How to complete this task
Reproduce every entry exactly and leave its pictures out.
*** Records for the task Section Begins ***
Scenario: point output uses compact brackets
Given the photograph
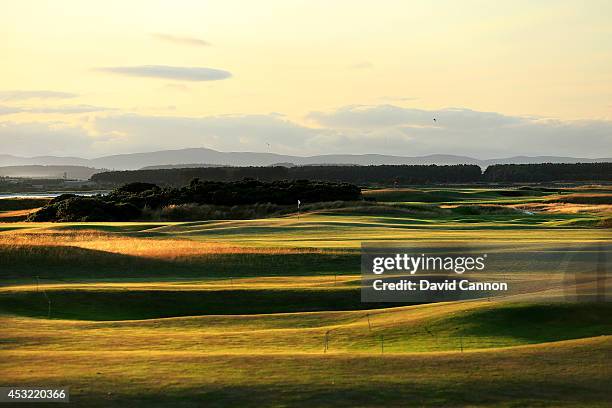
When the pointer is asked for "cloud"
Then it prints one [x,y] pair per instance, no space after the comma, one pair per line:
[45,138]
[39,94]
[383,129]
[225,132]
[69,109]
[66,109]
[182,40]
[168,72]
[362,65]
[8,110]
[380,116]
*** Records for the task Section Ends ***
Completed task
Scenario: point output uses compact brackets
Given the photograph
When the pointer is asked for "cloud"
Then it prints one [x,y] pair per instance, no space after the comma, one pair per line:
[45,138]
[39,94]
[383,129]
[225,132]
[69,109]
[66,109]
[182,40]
[168,72]
[362,65]
[8,110]
[380,116]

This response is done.